Shape annotation entries:
□ □ □ □

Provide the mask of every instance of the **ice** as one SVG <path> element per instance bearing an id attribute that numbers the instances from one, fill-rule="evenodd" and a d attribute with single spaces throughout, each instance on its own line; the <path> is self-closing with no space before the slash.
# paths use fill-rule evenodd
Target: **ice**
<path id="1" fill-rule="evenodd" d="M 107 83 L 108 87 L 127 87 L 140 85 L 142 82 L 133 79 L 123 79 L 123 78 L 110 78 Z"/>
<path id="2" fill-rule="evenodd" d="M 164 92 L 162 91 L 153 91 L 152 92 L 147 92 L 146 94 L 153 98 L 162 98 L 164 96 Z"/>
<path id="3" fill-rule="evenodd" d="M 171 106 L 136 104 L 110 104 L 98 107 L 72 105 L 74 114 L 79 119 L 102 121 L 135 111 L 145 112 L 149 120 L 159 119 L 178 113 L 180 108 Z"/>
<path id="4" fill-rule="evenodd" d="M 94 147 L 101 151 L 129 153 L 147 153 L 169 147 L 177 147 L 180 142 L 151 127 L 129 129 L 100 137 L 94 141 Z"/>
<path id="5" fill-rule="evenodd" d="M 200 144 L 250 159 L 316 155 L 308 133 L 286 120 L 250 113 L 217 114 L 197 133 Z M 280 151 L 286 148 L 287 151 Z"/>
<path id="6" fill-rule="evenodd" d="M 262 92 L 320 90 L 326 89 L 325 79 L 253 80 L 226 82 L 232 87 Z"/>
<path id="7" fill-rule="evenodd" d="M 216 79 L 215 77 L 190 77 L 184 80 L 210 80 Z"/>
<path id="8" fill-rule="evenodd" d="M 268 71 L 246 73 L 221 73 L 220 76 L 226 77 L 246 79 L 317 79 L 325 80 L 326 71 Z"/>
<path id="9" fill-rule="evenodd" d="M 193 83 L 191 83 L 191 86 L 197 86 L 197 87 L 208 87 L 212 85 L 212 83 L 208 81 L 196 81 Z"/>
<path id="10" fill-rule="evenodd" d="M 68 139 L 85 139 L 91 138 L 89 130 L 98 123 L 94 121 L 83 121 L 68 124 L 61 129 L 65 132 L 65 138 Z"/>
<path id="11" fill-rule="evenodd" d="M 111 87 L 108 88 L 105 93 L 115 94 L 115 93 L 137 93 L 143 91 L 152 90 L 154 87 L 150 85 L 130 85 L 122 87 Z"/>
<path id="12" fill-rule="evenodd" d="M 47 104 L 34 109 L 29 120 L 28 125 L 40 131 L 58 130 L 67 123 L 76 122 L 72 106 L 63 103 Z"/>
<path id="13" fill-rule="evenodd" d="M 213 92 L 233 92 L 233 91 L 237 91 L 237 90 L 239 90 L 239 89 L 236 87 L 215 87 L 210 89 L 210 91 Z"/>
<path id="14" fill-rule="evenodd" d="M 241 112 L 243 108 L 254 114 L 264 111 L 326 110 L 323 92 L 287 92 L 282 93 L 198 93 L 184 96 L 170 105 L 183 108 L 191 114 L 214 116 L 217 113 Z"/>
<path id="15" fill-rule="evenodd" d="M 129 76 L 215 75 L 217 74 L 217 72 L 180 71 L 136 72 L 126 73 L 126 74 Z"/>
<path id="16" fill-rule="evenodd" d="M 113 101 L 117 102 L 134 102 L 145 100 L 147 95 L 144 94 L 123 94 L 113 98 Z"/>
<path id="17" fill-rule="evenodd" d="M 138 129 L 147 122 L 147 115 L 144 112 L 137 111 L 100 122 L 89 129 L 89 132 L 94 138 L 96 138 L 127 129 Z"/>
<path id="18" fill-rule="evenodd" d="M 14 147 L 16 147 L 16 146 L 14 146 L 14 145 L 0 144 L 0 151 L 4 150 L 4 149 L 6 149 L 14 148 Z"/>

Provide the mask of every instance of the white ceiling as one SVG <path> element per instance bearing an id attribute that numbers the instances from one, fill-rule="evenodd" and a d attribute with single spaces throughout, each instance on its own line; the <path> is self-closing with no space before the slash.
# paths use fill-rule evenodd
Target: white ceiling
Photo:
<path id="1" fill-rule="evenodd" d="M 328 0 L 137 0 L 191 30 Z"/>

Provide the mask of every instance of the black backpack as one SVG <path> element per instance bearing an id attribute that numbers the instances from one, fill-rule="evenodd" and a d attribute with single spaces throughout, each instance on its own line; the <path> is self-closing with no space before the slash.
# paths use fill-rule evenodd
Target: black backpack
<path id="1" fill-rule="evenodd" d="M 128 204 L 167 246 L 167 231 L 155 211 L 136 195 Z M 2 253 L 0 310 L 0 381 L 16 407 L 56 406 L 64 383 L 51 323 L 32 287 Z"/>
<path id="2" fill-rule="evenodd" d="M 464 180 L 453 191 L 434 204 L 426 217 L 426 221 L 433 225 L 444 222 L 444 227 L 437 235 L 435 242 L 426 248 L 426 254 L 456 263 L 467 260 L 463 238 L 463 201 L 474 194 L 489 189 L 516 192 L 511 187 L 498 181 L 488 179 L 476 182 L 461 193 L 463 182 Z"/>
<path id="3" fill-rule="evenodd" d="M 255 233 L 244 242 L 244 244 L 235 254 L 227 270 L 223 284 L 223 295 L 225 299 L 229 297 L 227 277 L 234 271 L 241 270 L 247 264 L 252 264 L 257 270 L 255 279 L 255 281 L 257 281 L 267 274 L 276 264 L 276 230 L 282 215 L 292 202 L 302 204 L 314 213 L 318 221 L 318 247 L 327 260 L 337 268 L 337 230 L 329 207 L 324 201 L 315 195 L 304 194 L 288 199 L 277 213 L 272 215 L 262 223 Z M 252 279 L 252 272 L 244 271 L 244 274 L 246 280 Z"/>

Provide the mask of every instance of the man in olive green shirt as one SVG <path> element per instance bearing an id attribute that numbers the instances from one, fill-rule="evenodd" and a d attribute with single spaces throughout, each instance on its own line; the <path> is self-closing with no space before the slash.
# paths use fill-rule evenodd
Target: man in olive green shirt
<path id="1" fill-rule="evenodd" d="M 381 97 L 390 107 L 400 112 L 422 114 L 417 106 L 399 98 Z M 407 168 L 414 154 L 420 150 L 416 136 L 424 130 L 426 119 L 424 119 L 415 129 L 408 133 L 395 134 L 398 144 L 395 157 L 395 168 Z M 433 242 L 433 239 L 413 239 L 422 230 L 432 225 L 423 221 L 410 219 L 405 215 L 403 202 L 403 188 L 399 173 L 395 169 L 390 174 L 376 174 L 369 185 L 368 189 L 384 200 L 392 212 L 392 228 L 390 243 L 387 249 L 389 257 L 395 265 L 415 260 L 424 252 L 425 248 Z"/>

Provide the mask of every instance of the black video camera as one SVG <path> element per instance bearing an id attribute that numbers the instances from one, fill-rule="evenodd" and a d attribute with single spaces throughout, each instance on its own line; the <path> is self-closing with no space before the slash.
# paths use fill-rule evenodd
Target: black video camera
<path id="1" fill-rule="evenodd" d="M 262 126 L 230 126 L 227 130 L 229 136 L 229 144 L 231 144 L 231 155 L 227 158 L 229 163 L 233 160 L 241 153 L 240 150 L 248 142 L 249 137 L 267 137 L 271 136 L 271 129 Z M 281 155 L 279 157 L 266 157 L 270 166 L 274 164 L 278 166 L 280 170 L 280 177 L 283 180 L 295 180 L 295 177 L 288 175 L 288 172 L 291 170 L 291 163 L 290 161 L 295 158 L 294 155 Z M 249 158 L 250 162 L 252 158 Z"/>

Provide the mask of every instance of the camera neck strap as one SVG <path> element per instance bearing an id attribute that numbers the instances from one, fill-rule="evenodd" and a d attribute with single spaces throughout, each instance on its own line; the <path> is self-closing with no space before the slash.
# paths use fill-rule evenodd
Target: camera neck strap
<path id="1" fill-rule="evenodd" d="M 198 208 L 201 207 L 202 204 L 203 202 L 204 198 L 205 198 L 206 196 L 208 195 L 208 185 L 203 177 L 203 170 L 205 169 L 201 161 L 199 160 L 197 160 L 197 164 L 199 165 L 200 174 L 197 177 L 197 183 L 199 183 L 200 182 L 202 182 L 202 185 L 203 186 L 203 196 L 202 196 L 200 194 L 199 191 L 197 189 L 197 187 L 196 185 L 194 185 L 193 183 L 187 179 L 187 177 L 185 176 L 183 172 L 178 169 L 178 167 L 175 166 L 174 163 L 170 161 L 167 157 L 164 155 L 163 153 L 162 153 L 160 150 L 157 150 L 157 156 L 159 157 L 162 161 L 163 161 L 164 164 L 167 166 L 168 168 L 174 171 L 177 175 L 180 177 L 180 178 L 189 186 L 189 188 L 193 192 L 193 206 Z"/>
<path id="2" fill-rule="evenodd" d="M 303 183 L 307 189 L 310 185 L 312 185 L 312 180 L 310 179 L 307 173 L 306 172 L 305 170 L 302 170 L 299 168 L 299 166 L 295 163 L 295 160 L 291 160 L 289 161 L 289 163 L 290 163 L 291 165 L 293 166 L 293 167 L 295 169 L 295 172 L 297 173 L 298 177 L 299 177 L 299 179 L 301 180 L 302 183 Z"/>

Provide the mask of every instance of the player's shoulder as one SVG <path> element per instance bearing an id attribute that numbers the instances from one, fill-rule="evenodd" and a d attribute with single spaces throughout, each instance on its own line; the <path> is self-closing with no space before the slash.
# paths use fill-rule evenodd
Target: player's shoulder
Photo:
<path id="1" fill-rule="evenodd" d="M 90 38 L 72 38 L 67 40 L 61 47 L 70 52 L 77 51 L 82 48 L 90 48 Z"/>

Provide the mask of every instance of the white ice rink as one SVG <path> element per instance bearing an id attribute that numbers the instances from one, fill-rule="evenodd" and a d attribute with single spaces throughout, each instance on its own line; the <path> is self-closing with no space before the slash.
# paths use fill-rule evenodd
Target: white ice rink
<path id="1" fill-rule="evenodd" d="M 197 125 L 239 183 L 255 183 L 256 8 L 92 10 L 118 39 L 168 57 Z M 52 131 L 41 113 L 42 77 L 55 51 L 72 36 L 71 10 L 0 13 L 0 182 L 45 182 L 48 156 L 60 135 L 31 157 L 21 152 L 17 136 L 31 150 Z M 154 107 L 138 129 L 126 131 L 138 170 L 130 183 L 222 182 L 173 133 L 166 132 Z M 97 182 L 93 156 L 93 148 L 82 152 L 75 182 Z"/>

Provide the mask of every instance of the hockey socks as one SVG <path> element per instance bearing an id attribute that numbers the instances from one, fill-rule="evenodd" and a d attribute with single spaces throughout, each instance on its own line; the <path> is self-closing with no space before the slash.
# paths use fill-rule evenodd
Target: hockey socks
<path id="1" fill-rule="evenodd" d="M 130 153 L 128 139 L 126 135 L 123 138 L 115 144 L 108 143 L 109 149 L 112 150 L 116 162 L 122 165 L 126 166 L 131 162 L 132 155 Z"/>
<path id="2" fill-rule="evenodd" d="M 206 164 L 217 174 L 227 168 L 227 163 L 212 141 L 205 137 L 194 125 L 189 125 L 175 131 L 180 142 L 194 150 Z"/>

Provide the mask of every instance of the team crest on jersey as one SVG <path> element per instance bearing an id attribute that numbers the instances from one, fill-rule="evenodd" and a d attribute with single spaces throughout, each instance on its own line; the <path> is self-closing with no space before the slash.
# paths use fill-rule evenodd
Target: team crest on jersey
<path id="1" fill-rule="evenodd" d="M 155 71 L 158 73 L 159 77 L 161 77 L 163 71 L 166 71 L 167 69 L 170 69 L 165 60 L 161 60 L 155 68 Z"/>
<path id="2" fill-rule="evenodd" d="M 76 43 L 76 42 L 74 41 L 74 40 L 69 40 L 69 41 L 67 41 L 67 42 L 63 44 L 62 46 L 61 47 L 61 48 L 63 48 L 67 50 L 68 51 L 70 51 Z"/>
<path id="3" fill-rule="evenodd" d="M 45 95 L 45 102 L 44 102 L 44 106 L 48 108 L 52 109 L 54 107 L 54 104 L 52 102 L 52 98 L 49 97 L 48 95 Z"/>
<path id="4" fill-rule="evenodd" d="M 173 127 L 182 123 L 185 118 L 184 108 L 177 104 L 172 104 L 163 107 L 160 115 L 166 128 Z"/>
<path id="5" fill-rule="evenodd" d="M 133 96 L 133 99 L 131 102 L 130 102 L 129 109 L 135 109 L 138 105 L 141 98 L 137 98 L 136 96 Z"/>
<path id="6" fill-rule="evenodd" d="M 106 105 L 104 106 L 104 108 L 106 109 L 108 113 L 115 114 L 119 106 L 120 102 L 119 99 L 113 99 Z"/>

□ □ □ □

**Work to do**
Output the lines of the records verbatim, starting at the line that contains "Provide the mask of every instance of the hockey" and stopping after the line that contains "130 153 L 128".

**Solution**
Provide the mask of every instance of the hockey socks as one SVG <path> element per instance bearing an id attribute that numbers the instances from one, fill-rule="evenodd" and a d attribute with single spaces throughout, each instance on its own line; the <path> is self-closing with no space before the slash.
# paths use fill-rule evenodd
Target: hockey socks
<path id="1" fill-rule="evenodd" d="M 130 153 L 128 139 L 126 135 L 123 138 L 115 144 L 108 143 L 109 149 L 112 150 L 116 162 L 122 165 L 126 166 L 131 162 L 132 155 Z"/>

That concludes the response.